[Collection entries]
***

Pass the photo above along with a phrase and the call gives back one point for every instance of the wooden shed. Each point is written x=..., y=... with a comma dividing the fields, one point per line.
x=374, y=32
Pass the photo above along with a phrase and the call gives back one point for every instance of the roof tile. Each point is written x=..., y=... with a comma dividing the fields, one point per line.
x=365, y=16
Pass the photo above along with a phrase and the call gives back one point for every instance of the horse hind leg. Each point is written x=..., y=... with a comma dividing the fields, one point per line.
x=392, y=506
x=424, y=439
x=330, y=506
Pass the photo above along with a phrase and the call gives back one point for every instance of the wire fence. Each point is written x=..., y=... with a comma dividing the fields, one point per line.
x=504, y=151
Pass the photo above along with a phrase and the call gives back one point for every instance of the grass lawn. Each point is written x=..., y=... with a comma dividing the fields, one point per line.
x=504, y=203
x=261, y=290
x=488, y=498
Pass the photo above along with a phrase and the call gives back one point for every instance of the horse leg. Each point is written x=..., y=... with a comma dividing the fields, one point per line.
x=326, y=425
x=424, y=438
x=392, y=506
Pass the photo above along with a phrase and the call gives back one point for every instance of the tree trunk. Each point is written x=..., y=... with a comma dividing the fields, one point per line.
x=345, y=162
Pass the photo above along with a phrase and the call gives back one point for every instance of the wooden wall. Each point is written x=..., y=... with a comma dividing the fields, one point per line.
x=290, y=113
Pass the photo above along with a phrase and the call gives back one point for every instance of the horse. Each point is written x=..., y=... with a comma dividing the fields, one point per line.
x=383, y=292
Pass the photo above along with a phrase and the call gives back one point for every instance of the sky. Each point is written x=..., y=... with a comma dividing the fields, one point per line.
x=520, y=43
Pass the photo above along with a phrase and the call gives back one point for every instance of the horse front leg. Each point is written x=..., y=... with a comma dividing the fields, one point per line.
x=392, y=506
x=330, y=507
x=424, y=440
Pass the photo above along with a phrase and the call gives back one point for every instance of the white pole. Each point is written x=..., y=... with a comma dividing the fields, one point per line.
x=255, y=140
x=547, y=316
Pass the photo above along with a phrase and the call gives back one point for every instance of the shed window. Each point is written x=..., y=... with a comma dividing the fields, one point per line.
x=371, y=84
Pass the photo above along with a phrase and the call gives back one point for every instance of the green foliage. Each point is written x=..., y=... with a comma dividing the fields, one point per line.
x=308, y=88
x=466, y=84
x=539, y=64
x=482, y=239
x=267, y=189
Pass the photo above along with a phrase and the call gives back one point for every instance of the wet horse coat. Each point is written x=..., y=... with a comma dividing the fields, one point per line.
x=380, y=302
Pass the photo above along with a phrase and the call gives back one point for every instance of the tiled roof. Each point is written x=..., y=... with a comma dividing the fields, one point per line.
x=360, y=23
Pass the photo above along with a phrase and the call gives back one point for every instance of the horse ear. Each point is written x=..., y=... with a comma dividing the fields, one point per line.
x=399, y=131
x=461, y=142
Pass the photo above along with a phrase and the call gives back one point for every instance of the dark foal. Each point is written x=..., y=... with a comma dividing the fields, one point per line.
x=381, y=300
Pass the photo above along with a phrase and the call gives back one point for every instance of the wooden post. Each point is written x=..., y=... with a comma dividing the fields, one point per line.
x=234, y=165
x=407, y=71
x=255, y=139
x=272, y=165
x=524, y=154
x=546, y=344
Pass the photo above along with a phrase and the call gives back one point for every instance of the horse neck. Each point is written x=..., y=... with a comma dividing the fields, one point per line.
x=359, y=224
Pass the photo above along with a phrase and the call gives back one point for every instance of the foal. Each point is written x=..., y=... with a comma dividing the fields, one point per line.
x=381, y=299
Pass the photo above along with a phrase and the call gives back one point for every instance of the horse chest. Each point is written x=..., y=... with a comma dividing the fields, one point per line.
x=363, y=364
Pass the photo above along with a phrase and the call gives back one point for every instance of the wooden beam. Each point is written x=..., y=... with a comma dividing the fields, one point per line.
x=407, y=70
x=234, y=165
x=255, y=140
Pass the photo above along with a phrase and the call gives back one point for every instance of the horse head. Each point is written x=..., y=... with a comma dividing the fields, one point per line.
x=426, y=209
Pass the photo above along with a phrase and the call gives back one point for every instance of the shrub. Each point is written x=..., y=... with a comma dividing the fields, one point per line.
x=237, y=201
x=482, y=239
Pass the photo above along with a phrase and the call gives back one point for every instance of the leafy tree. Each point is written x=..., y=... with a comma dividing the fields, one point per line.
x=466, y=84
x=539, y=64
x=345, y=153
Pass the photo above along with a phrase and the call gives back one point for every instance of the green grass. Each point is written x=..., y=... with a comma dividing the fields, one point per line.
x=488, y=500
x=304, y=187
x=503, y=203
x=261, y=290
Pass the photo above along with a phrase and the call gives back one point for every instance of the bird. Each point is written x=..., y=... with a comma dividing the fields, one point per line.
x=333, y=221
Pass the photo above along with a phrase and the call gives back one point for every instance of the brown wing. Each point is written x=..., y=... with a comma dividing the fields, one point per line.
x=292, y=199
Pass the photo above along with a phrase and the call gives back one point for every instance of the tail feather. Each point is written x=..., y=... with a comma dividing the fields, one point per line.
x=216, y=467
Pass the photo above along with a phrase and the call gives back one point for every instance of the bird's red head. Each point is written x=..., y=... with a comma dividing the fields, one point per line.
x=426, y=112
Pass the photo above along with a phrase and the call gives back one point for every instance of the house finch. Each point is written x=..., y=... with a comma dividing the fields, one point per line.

***

→ **SET PROBLEM**
Replace every occurrence of "the call gives back" in the material with "the call returns", and reproduce the material with everything else unchanged.

→ **THE RESPONSE**
Pass the photo above along with a phrase and the call returns one point for every instance of the wooden shed. Each point is written x=..., y=... with a comma dividing the fields, one point per line.
x=374, y=32
Pass the photo above along with a phrase and the call returns one point for every instance of the roof tile. Each point is written x=..., y=... with a comma dividing the fields, one point per line.
x=365, y=16
Pass the photo above along with a phrase and the call returns one point for every instance of the horse hind leg. Each point is written x=..., y=... with a comma dividing the fields, one point per line.
x=392, y=506
x=424, y=439
x=330, y=506
Pass the photo above along with a phrase and the call returns one point for every instance of the wire fence. Each point is written x=..., y=... with a comma dividing the fields, one point per line.
x=504, y=151
Pass the photo above along with a phrase and the call returns one point for every instance of the grass lawn. Each point is written x=..., y=... with a comma dividing the fields, one point per line.
x=504, y=203
x=261, y=290
x=488, y=498
Pass the photo above along with a phrase and the call returns one point for every instance of the horse leg. Each point is written x=..., y=... with a comma dividing the fields, one point per line.
x=326, y=425
x=424, y=438
x=392, y=506
Pass the photo above along with a phrase and the call returns one point for every instance of the tree trunk. Each point is written x=..., y=... with a comma dividing the fields, one point per line.
x=345, y=162
Pass the photo above along with a phrase and the call returns one point for every instance of the wooden wall. Each point is written x=..., y=... with a comma dividing the fields, one point per line.
x=290, y=113
Pass the photo above along with a phrase and the call returns one point for every instance of the horse. Each point is written x=..., y=... with a comma dividing the fields, one point per line.
x=383, y=292
Pass the photo above along with a phrase and the call returns one point for every instance of the sky. Each point is written x=..., y=... with a comma dividing the fields, one point per line.
x=520, y=43
Pass the photo above along with a phrase and the call returns one point for every instance of the horse front leg. Each point is written x=..., y=... with a comma dividing the fields, one point per line.
x=392, y=506
x=330, y=507
x=424, y=440
Pass the photo above along with a phrase and the call returns one point for every instance of the white pole. Each point is written x=..., y=... with a comma dividing the fields, one point per line.
x=255, y=140
x=547, y=316
Pass the photo above along with a phrase and the call returns one point for every instance of the shed window. Each point is written x=..., y=... with a comma dividing the fields, one point per line.
x=371, y=84
Pass the photo above along with a phrase and the call returns one point for every instance of the green foliage. Each point is written x=..., y=... with a comma dividing the fields, one point per line.
x=308, y=88
x=466, y=84
x=539, y=64
x=482, y=239
x=267, y=189
Pass the photo above along with a phrase and the call returns one point for every instance of the wet horse coat. Each point is written x=..., y=... with a comma dividing the fields, one point per line.
x=380, y=302
Pass the photo above along with a phrase and the call returns one point for every instance of the tiled roof. Each point is written x=..., y=... with a comma dividing the fields, one point per line.
x=360, y=23
Pass the photo above along with a phrase and the call returns one point for every instance of the horse ear. Each point is written x=..., y=... with a comma dividing the fields, one point per line.
x=399, y=131
x=461, y=142
Pass the photo above along with a phrase and the call returns one point for every instance of the dark foal. Each point is written x=..., y=... with a comma dividing the fields, one point per line.
x=381, y=300
Pass the photo above along with a phrase and the call returns one point for every instance of the wooden post. Each point is written x=..., y=... with a comma dividing the fields, one point per line.
x=234, y=165
x=407, y=71
x=255, y=139
x=272, y=165
x=524, y=154
x=546, y=344
Pass the photo above along with a phrase and the call returns one point for every instance of the horse neck. Each point is written x=..., y=... with a comma dividing the fields, one point per line.
x=359, y=224
Pass the photo above along with a phrase and the call returns one point for every instance of the foal. Each point is written x=..., y=... with a comma dividing the fields, one point per line.
x=381, y=299
Pass the photo above along with a phrase and the call returns one point for every instance of the horse chest. Each point is written x=..., y=... with a comma dividing the fields, one point per line.
x=363, y=364
Pass the photo above along with a phrase and the call returns one point for every instance of the wooden beam. Each point is written x=..., y=... with a comma dividing the fields, one point per line.
x=407, y=70
x=234, y=165
x=255, y=140
Pass the photo above along with a phrase and the call returns one point for every instance of the horse head. Each point is written x=..., y=... with a comma dividing the fields, one point per line.
x=426, y=209
Pass the photo above along with a phrase and the call returns one point for every instance of the shrub. Each point is written x=..., y=... with a comma dividing the fields, one point per line.
x=237, y=201
x=482, y=239
Pass the photo above along with a phrase and the call returns one point for every instance of the leafy tree. Each point is written x=..., y=... with a comma dividing the fields, one point per line.
x=466, y=84
x=539, y=64
x=345, y=153
Pass the photo above along with a phrase and the call returns one point for every instance of the green grass. Each point is written x=..., y=... with a comma dividing the fields, one point per line.
x=488, y=500
x=304, y=187
x=503, y=203
x=261, y=290
Pass the photo above along with a phrase and the call returns one point for every instance of the bird. Each point is written x=..., y=... with a comma dividing the fields, one point per line.
x=333, y=221
Pass the photo above along with a phrase and the call returns one point for every instance of the brown wing. Each point is written x=..., y=... with a comma dividing the fields, one point per line.
x=292, y=199
Pass the photo above along with a phrase and the call returns one point for every instance of the tail feather. Each point is written x=..., y=... with a comma dividing the fields, one point per line.
x=216, y=467
Pass the photo above along with a phrase and the call returns one point for every instance of the bird's red head. Each point is written x=..., y=... with a comma dividing the fields, one point per line.
x=426, y=112
Pass the photo above along with a phrase and the call returns one point for every instance of the house finch. Each point is written x=..., y=... with a comma dividing the fields, one point per line.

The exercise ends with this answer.